» **Provided text**:
____

The Department of Homeland Security has acknowledged the existence of three more intelligence analysis systems that appear to include information about the American people, according to documents obtained by the Center for Investigative Reporting.

Turned over in response to a Freedom of Information Act request first made in December of 2008, the documents describe three noteworthy programs called Pantheon, Pathfinder and Organizational Shared Space, which among other things enable authorities to examine message traffic from the intelligence community using computers and a variety of software tools.

The initiatives add more evidence to the proliferation of domestic intelligence and surveillance efforts in the aftermath of the Sept. 11, 2001, terrorist attacks. Those include a vast array of information-sharing programs, dozens of intelligence “fusion” centers formed by local, state and federal officials, and data-mining projects that involve probing mountains of telecommunications and commercial records for leads.

Details about the programs are contained in so-called “privacy impact assessments,” although officials blacked out large portions of them pointing to security exemptions under federal open-government laws. The documents nonetheless offer hints about the scope of such initiatives. Privacy impact assessments are actually supposed to demonstrate what the Department of Homeland Security is doing to protect sensitive private information such as social security numbers, names, birthdates and biometric records used in national security data systems and programs.

Sections of the documents that are not redacted describe Pathfinder as an “integrated text search, retrieval, display and analytic tool suite used to analyze intelligence community message traffic,” which would appear to fit the definition of data mining and includes personal information belonging to Americans.

But the actual practice of data mining is politically controversial. Government secrecy expert and blogger Steven Aftergood noted recently that the federal government tends to narrowly define it, and so intelligence officials don’t have to elaborate on certain activities in congressionally mandated annual reports such as “link analysis” that they don’t consider to be data mining.

Read documents here or use links below

Lisa Graves, executive director of the Center for Media and Democracy and a former Justice Department official with expertise in the oversight of government databases, said that most Americans assume authorities are “only looking at bad guys” when they collect information for the war on terror.

____

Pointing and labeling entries
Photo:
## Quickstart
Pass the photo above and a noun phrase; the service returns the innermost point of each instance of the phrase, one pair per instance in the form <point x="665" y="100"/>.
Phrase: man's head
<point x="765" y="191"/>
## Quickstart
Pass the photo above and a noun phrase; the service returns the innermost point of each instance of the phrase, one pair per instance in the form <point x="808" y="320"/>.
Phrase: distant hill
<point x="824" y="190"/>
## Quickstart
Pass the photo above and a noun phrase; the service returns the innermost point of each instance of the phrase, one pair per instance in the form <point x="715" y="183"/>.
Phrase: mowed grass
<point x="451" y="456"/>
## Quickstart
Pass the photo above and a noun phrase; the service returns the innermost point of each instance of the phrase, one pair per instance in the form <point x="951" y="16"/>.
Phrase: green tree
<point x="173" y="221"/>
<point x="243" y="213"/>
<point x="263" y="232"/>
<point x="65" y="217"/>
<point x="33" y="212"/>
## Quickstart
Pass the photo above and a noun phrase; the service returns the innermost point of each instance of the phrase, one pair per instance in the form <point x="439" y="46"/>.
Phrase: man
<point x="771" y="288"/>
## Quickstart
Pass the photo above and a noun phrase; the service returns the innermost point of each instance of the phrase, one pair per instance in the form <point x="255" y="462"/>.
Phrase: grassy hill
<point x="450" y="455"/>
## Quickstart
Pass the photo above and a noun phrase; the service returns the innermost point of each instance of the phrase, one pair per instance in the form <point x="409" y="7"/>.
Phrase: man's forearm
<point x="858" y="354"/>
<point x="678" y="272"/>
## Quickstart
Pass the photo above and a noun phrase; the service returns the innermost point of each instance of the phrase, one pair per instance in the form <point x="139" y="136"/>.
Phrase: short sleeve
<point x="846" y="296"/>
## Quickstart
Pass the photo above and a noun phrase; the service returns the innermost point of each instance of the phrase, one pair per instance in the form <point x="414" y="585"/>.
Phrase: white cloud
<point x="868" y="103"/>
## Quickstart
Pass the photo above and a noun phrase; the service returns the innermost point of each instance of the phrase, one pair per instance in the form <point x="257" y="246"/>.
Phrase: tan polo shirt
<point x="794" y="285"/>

____

» **Task 1**: According to the article about the Homeland Security intelligence programs, what are the names of the three programs the documents describe?
» **Task 2**: Print the stretch of the article about the Homeland Security intelligence programs from "Turned over in" through "of software tools.".

» **Finished answer 1**: Pantheon, Pathfinder and Organizational Shared Space.

» **Finished answer 2**:
Turned over in response to a Freedom of Information Act request first made in December of 2008, the documents describe three noteworthy programs called Pantheon, Pathfinder and Organizational Shared Space, which among other things enable authorities to examine message traffic from the intelligence community using computers and a variety of software tools.